Brief. Rewrite the listing below, replacing "Drop a marker" with "Place a point" everywhere it appears. Leave every other part of each line unchanged.

Information supplied.
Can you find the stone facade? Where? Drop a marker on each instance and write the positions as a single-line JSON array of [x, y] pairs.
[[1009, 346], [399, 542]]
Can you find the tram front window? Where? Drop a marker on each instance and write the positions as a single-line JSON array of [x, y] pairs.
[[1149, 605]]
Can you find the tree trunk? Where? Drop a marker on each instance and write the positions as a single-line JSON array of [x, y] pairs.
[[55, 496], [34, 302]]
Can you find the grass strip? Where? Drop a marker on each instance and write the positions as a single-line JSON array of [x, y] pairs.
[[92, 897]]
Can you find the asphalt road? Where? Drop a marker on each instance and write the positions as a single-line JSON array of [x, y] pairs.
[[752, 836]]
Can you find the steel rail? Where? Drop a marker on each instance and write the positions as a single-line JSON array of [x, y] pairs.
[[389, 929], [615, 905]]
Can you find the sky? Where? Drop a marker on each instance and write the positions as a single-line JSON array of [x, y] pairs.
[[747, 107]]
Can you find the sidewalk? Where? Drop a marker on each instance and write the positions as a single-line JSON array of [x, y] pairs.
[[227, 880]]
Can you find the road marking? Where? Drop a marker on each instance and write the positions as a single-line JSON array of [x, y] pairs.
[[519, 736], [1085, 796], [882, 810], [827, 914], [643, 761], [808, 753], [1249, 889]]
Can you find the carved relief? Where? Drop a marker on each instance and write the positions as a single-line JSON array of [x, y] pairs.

Reply to the exercise.
Can you find the stone facade? Where? Place a point on each instance and write the positions as a single-line JSON array of [x, y] pairs.
[[1009, 346], [399, 542]]
Can you find the tram front window? Where? Place a point on each instance and write the positions as a single-line JSON array of [x, y] pairs.
[[1149, 605]]
Can you find the tree trunk? Where? Place a point on each instance and write the positions as a single-line JSON array of [x, y] pairs.
[[55, 496], [34, 302]]
Can you find the grass strip? Where? Place a point on each instance and write the positions as a single-line JSON array of [x, y] pairs.
[[92, 897]]
Can you find the asphalt road? Where? Place a point on each instance and write the positions as a single-line JSON array of [x, y] pairs.
[[752, 836]]
Can you find the steel rail? Where? Place a point on each instance and write the positions as a single-line JSON array of [x, y] pairs.
[[389, 929], [615, 905]]
Can you find the sky? Where? Place a point on each instance and write the positions as a single-line JSON array of [x, y] pairs.
[[747, 107]]
Can you find the sidewalk? Where? Place a point on each instance and write the positions as a single-line JSON array of [x, y] pairs.
[[227, 880]]
Can you find the road marking? Where? Place a point on each instance and write the positions as a single-line JSON array of [x, y] pairs.
[[519, 736], [1085, 796], [882, 810], [827, 914], [643, 761], [808, 753], [1249, 889]]
Can you find the carved relief? Where? Place a point on each instance and write the positions as a single-line JSON array of [x, y] pairs.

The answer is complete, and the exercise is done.